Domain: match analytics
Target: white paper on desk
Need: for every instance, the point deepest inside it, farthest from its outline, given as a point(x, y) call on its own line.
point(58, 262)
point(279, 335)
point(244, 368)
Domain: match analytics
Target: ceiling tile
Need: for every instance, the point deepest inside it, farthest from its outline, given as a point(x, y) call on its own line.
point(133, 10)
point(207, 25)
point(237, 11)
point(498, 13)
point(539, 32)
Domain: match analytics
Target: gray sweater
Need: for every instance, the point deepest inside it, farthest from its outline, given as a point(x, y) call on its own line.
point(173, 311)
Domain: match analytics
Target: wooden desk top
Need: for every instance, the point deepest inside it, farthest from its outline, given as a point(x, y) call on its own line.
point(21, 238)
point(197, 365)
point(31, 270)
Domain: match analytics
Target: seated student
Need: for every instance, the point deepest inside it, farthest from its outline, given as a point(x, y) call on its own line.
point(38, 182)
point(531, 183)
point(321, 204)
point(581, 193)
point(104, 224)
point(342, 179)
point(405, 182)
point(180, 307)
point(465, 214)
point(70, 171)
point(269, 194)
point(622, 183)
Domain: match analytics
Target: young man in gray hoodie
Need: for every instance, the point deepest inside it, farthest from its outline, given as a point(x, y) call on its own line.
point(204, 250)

**DIRECTIONS:** Format every line of the entries above as a JSON list of strings, with one string per line and blank lines left out.

**ANSWER TO THE EXERCISE:**
[
  "Domain: match analytics",
  "Target: white paper on desk",
  "Need: for every instance, the point deepest inside it, farthest from its outline, given as a point(x, y) call on its own line.",
  "point(58, 262)",
  "point(279, 335)",
  "point(244, 368)",
  "Domain: match analytics",
  "Target: ceiling tile",
  "Need: for every instance, the point deepest inside it, farthest from its outline, given as a point(x, y) call on its own line.",
  "point(133, 10)",
  "point(207, 25)",
  "point(237, 11)",
  "point(498, 13)",
  "point(539, 32)",
  "Domain: match analytics",
  "Target: gray sweater",
  "Need: for every instance, the point deepest inside it, farthest from its outline, given as a point(x, y) call on its own line.",
  "point(173, 311)",
  "Domain: match analytics",
  "Target: wooden desk top",
  "Need: for every instance, the point deepest inside it, farthest from its outline, given as a point(x, y) call on its own line.",
  "point(21, 238)",
  "point(197, 365)",
  "point(31, 270)",
  "Domain: match analytics",
  "Target: seated student",
  "Need: for every instance, the point deepest inside it, farthest from its outline, given as a point(x, y) call on its own line.",
  "point(38, 182)",
  "point(531, 183)",
  "point(321, 204)",
  "point(581, 193)",
  "point(104, 224)",
  "point(342, 179)",
  "point(405, 182)",
  "point(180, 307)",
  "point(465, 214)",
  "point(70, 171)",
  "point(269, 194)",
  "point(622, 183)",
  "Domain: match analytics",
  "Target: young man in gray hoodie",
  "Need: for every instance, the point deepest inside it, farthest from its outline, given as a point(x, y) call on its own line.",
  "point(204, 250)"
]